__Extracted entries__
════════════════

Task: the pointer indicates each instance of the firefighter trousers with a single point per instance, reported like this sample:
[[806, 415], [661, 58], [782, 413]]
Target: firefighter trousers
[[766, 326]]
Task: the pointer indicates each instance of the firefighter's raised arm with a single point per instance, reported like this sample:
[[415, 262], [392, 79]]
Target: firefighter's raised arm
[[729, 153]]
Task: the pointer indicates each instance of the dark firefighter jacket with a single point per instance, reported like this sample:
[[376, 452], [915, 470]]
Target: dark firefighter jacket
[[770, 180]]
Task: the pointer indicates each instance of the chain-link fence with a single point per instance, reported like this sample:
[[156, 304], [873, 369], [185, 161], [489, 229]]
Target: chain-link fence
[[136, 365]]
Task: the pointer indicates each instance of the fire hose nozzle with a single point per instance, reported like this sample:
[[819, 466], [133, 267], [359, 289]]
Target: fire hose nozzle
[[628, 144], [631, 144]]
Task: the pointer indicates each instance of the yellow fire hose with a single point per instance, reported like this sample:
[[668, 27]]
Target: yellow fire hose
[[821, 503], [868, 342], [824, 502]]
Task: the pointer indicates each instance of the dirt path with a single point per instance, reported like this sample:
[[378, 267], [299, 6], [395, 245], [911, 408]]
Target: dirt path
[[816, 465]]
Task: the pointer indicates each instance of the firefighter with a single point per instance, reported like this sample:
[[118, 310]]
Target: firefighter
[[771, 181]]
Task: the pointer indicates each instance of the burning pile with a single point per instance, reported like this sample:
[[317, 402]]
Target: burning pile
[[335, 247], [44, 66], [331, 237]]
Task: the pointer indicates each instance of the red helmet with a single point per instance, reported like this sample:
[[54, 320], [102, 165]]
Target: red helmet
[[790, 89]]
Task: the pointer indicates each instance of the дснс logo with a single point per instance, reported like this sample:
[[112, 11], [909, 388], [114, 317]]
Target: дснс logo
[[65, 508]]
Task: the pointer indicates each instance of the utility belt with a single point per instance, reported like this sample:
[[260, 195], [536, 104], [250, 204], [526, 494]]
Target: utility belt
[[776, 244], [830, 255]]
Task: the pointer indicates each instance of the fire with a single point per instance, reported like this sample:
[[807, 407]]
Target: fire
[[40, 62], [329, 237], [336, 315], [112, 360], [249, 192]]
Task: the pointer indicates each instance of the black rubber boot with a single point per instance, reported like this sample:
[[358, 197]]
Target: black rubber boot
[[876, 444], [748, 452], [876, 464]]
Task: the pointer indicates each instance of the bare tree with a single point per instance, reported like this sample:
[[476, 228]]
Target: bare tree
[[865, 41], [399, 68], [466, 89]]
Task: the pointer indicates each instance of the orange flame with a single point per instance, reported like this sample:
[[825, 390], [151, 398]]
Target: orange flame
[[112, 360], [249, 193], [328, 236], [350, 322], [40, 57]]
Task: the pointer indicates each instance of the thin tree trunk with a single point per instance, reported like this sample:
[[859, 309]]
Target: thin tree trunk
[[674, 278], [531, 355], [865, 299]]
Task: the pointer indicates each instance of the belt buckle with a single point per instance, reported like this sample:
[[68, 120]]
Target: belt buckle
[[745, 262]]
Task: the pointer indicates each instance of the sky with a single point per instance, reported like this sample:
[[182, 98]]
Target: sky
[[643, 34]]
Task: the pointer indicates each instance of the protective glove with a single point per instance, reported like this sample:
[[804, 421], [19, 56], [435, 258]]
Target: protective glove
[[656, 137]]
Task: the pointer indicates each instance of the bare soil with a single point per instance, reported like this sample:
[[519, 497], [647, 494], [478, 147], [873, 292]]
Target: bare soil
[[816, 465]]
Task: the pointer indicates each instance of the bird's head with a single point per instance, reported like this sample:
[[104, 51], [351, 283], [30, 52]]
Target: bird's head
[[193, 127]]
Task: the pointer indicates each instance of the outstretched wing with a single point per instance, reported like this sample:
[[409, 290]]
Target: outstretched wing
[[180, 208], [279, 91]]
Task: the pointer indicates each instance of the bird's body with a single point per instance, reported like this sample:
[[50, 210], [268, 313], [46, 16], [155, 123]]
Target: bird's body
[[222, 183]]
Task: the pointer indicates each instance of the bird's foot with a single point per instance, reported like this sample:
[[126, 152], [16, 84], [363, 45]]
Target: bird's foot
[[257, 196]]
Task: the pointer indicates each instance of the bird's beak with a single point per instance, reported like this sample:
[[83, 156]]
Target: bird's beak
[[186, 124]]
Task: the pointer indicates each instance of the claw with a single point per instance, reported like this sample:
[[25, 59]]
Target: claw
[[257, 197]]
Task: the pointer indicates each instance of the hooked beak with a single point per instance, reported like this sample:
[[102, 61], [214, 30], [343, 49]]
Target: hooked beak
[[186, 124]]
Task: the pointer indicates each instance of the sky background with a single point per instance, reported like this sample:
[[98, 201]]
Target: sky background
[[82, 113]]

════════════════

__Task prompt__
Extract, unchanged, the closing run of lines that opens with the line containing "Task: the pointer indicates each instance of the belt" and ends with the last line.

__Solution__
Task: the pointer indicates each instance of the belt buckle with a single point per instance, reported like this sample:
[[68, 120]]
Target: belt buckle
[[745, 262]]
Task: the pointer indicates each instance of the sky with a single point per instance, reported like this sample:
[[182, 98]]
Target: sky
[[643, 34]]
Task: the pointer indicates each instance of the protective glove with a single point per instance, reported like this sample:
[[804, 421], [19, 56], [435, 258]]
Target: protective glove
[[656, 137]]
Task: the pointer indicates each instance of the bare soil with a single point per instance, reported like this sample:
[[519, 497], [647, 494], [478, 147], [873, 292]]
Target: bare soil
[[816, 465]]
Task: the pointer indicates each instance of the bird's head with a single point per instance, reported like this sample:
[[104, 51], [351, 283], [30, 52]]
Target: bird's head
[[193, 127]]
Task: the pointer indicates each instance of the outstretched wing with a single point per instance, reported like this sample:
[[409, 290]]
Target: outstretched wing
[[180, 208], [279, 91]]
Task: the pointer indicates each instance of the bird's body with a single point per instance, reported like this sample:
[[50, 210], [268, 313], [46, 16], [155, 123]]
Target: bird's body
[[222, 183]]
Task: the pointer indicates each instance of the bird's foot with a single point per instance, reported like this sample:
[[126, 152], [16, 84], [363, 45]]
Target: bird's foot
[[257, 196]]
Task: the pointer indicates each instance of the bird's beak with a single point per instance, reported like this sample:
[[83, 156]]
Target: bird's beak
[[186, 124]]
Task: the pointer indicates each instance of the claw with a single point per instance, reported like this sample:
[[25, 59]]
Target: claw
[[257, 197]]
Task: the pointer indicates each instance of the hooked beak with a single point per instance, reported like this sample:
[[102, 61], [214, 30], [343, 49]]
Target: hooked beak
[[186, 124]]
Task: the pointer indicates each instance of the sky background with a single point per instance, reported like this sample:
[[98, 201]]
Target: sky background
[[82, 113]]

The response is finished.